Poursuivez le texte ci-dessous sur la chanson « Anyone Who Knows What Love Is (Will Understand) » d'Irma Thomas, à partir de sa dernière phrase.

### EXTRAIT DE PAGE
========================

Si mes cauchemars avaient une bande-son, ce serait ça.
Le 7 décembre dernier, on a pu découvrir la toute première bande-annonce du très attendu Jurassic World : Fallen Kingdom qui est sorti au cinéma la semaine passée. Au début de celle-ci, on pouvait entendre une vieille chanson d’Irma Thomas datant de 1964 : « Anyone Who Knows What Love Is (Will Understand) ». Cette musique ne te dit peut-être rien Billy, mais elle a rappelé dès les premières notes des souvenirs aux fans de la série Black Mirror. Des très, très mauvais souvenirs.
« Anyone… Anyone…. Anyone… »
Mais comment passe-t-on d’une banale chanson d’amour à l’horreur de tes pires cauchemars ? Pour mieux comprendre l’impact de cette musique, revenons au commencement. Irma Thomas est une chanteuse de soul de la Nouvelle-Orléans et elle a sorti en 1964 le single « Anyone Who Knows What Love Is (Will Understand) ». En apparence, aucun problème jusqu’ici.
La chanson s’ouvre sur un enchaînement de trois notes au xylophone : La-Mi-Do# quatre fois, puis Sol-Ré-Si quatre fois aussi. Une fois cela terminé, le motif se répète au long de toute la chanson, repris par les autres instruments. Puis des chœurs se rajoutent, scandant « Anyone » à tue-tête, pour reprendre le premier mot de la phrase d’accroche de la chanson. En apparence encore une fois, tout paraît normal. Les rythmes, les chœurs, l’instrumentalisation, cette douceur et cette beauté de chant… Tout porte à croire qu’on a affaire à une chanson de soul on ne peut plus classique. Mais c’est à ce moment que Madame Thomas se met à chanter.
« You can blame me, try to shame me, and still I’ll care for you. »
Je vais traduire en français le premier couplet de la chanson : « Tu peux m’accuser, essayer de m’humilier, et je tiendrai toujours à toi. Tu peux me tromper, même me rabaisser, et je serai toujours là pour toi. Le monde peut penser que je suis folle, ils ne te voient pas comme je te vois. N’importe qui sachant ce qu’est l’amour pourra comprendre. » Ah.
On comprend donc bien rapidement que « Anyone Who Knows What Love Is » n’est pas n’importe quelle chanson de soul. Sous ses apparences de chanson romantique, et malgré le second couplet et les implications de l’accroche qui tendent à appuyer cet aspect, cette chanson parle en réalité d’une relation abusive où la chanteuse est amoureuse d’un homme qui visiblement ne la respecte pas. Par amour, ou du moins c’est ce qu’elle croit, elle lui permet tout, de l’humilier, la traîner à terre… Après bien sûr, on pourrait penser que ce n’est que de l’ordre de l’hypothèse, et que la chanson sous-entendrait en réalité la notion selon laquelle en amour, c’est l’autre personne qui passe en premier, un peu comme dans le « Vesoul » de Jacques Brel. Mais c’est justement dans cette once d’ambiguïté que réside toute la signification ; si l’on a à se poser la question de savoir si elle parle vraiment d’amour, c’est que quelque chose cloche. N’importe qui sachant ce qu’est l’amour pourra comprendre, un message qui transcende les paroles pour s’adresser directement à l’auditeur ? Je n’ai pas la réponse, mais au moins je pose la question.

========================

### DONNÉES FOURNIES
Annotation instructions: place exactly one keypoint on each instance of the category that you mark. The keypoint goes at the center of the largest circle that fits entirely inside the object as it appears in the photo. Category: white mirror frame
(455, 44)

========================

### RÉPONSE
La signification même de la chanson peut amener une certaine ambiguïté un peu dérangeante quand on cherche à la creuser. Mais ce n’est encore rien, mais alors rien du tout, par rapport à son utilisation dans la série Black Mirror.
« Anyone who knows what love is will understand… »
Au départ, cela ne devait être qu’un Easter Egg. « Anyone Who Know What Love Is » est une des chansons favorites du créateur Charlie Brooker, et il voulait simplement l’utiliser dans son œuvre. Seulement voilà, non seulement il l’a utilisée à quatre reprises (une par saison), mais en plus le message n’est finalement peut-être pas si anodin que ça par rapport à Black Mirror. Une chanson à l’apparence romantique qui se révèle être un drame relationnel. Une série dont les épisodes commencent souvent bien et finissent très, très mal. Elles étaient faites l’une pour l’autre.
Alors voilà, maintenant j’associe la chanson à la prostitution forcée, l’esclavage sexuel, la corruption, l’adultère, le meurtre d’adultes et d’enfants, et le génocide. Rien que ça. Je ne rentrerais pas dans les détails pour ne rien te spoiler Billy, mais ça te donne simplement une idée des niveaux atteints.
Dans la saison 1, « Anyone Who Knows What Love Is » est chantée à plusieurs reprises par Abi dans l’épisode 2, « Fifteen Million Merits », dont une performance époustouflante pour un concours de talents type Nouvelle Star et autres The Voice. Mais le prix des gagnants n’est pas forcément ce que l’on croit. Dans la saison 2, elle apparaît dans l’épisode de Noël « White Christmas » chantée par Beth au karaoké, juste avant que tout dégénère. Dans la saison 3, elle est chantonnée succinctement par une des soldates de « Men Against Fire » pour effrayer un fermier clandestin. Et tout culmine dans la saison 4, et à l’heure où j’écris ces lignes c’est la dernière fois qu’on l’a entendue (mais nulle doute qu’elle reviendra pour la saison 5), quand « Anyone Who Knows What Love Is » est jouée pendant un accident de voiture, puis rejouée et rejouée encore pendant toute l’enquête qui va suivre cet accident – enquête qui, évidemment, va finir mal.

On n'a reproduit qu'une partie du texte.